> **Task objective**
Reproduce the following records line for line, leaving out the pictures.

(Point annotation records)
* * * * * * * * *

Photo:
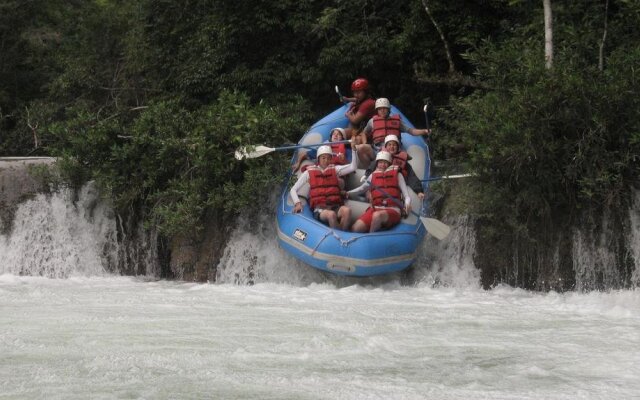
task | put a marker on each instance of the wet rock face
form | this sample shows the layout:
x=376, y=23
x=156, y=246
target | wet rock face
x=20, y=180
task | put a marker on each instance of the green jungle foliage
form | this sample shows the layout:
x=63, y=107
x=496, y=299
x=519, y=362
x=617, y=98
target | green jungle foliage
x=151, y=98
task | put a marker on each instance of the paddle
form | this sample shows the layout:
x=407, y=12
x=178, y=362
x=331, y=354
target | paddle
x=340, y=96
x=426, y=115
x=259, y=151
x=436, y=228
x=437, y=178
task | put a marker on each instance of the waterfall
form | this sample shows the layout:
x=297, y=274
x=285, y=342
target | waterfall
x=54, y=236
x=633, y=238
x=449, y=262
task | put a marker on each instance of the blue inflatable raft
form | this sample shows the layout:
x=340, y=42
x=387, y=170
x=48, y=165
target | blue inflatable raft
x=348, y=253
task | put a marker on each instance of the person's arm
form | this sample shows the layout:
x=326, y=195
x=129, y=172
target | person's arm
x=360, y=189
x=304, y=178
x=405, y=192
x=414, y=182
x=343, y=170
x=369, y=127
x=414, y=131
x=364, y=110
x=303, y=155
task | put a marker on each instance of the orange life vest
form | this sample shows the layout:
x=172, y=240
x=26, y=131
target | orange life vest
x=385, y=126
x=400, y=160
x=386, y=180
x=325, y=189
x=339, y=148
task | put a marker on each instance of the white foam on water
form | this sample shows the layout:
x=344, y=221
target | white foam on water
x=53, y=236
x=106, y=337
x=449, y=262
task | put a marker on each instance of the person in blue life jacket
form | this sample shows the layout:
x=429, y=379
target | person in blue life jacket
x=382, y=125
x=389, y=197
x=326, y=199
x=401, y=159
x=340, y=154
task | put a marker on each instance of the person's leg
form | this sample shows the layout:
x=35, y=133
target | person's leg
x=377, y=220
x=362, y=224
x=344, y=217
x=330, y=218
x=365, y=155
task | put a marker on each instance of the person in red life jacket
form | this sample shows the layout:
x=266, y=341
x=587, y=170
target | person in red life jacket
x=382, y=125
x=326, y=200
x=362, y=107
x=388, y=189
x=400, y=159
x=340, y=154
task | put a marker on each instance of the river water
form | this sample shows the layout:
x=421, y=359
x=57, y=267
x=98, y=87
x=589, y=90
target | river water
x=118, y=337
x=271, y=328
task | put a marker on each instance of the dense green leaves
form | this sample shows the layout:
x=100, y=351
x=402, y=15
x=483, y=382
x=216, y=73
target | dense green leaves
x=150, y=98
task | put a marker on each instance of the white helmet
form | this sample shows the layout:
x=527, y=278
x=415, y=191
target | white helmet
x=324, y=150
x=341, y=130
x=391, y=138
x=383, y=102
x=383, y=155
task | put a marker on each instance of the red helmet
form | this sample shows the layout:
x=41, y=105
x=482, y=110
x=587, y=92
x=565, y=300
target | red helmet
x=360, y=84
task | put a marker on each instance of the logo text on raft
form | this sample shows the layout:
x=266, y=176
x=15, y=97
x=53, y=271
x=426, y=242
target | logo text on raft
x=300, y=235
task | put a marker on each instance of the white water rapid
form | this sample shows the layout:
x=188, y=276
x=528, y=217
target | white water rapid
x=272, y=328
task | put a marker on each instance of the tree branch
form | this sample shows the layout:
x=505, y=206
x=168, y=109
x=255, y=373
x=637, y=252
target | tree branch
x=604, y=37
x=548, y=34
x=452, y=67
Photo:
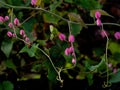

* * * * * * * * *

> **Full output**
Photo:
task | put a marker on each instance of the wet rock face
form | this sample shows the layout:
x=376, y=23
x=156, y=246
target | wet rock face
x=20, y=180
task | put a marker on each instance of the green jungle foliage
form | this sample shows the layout:
x=63, y=107
x=496, y=299
x=519, y=362
x=617, y=98
target | green jungle foliage
x=151, y=98
task | put a marker on each instance of the paddle
form | this sample shows the layout:
x=407, y=12
x=178, y=362
x=331, y=354
target | paddle
x=340, y=96
x=426, y=115
x=259, y=151
x=436, y=228
x=437, y=178
task | put a marker on each instance of the waterfall
form | this sample shows the layout:
x=297, y=274
x=285, y=342
target | waterfall
x=54, y=236
x=633, y=238
x=449, y=262
task | put a marker on each instance of the blue inflatable raft
form | this sample shows the layout:
x=340, y=42
x=387, y=170
x=48, y=165
target | blue inflatable raft
x=348, y=253
task | put a marker on each instance of the person's arm
form | this sample shows the layout:
x=326, y=195
x=129, y=172
target | person's arm
x=360, y=189
x=304, y=178
x=405, y=192
x=414, y=182
x=343, y=170
x=369, y=127
x=414, y=131
x=364, y=110
x=303, y=155
task | put a marker on each instance of the orange life vest
form | this sample shows the layout:
x=172, y=240
x=26, y=131
target | orange life vest
x=385, y=126
x=400, y=160
x=386, y=180
x=325, y=189
x=339, y=148
task | put a marker on each instance of the white foam on water
form | this sample shows the layout:
x=344, y=221
target | white foam on water
x=53, y=236
x=106, y=337
x=449, y=262
task | put a marker on each instance of the person in blue life jacket
form | this sample shows the layout:
x=429, y=379
target | person in blue life jacket
x=382, y=125
x=389, y=197
x=326, y=199
x=401, y=159
x=340, y=154
task | put a marker on each instance of the person's leg
form | this sample shows the layout:
x=35, y=133
target | person's leg
x=377, y=220
x=362, y=224
x=344, y=217
x=330, y=218
x=365, y=155
task | put a marker on each instance of the person in red life jacket
form | this sample shows the layout:
x=266, y=341
x=587, y=170
target | person in red life jacket
x=382, y=125
x=326, y=200
x=362, y=107
x=388, y=189
x=400, y=159
x=340, y=154
task | put a marker on each instance of the river water
form | this sample shows the layout:
x=421, y=359
x=57, y=267
x=98, y=87
x=589, y=90
target | river water
x=118, y=337
x=271, y=328
task | put a marker on each instance of the dense green leaves
form | this sample shows the layout:
x=100, y=351
x=402, y=15
x=483, y=382
x=216, y=73
target | dense green leaves
x=150, y=98
task | put a marker on each instance of the white helmet
form | this sample shows the layout:
x=527, y=278
x=415, y=191
target | white helmet
x=324, y=150
x=341, y=130
x=391, y=138
x=383, y=102
x=383, y=155
task | put a marker on each instance of the red helmet
form | this sample shows the layout:
x=41, y=105
x=482, y=110
x=587, y=92
x=565, y=300
target | red helmet
x=360, y=84
task | put a marker on each instance of the logo text on raft
form | this sample shows the layout:
x=266, y=176
x=15, y=97
x=53, y=271
x=426, y=242
target | logo text on raft
x=300, y=235
task | put a marker on each instance of the white water rapid
form | this sample shows the layout:
x=188, y=276
x=528, y=217
target | white water rapid
x=272, y=328
task | put a marker on each instance of the tree branch
form | this sample shows the layout:
x=505, y=206
x=168, y=109
x=255, y=373
x=637, y=252
target | tree branch
x=604, y=37
x=548, y=34
x=452, y=67
Photo:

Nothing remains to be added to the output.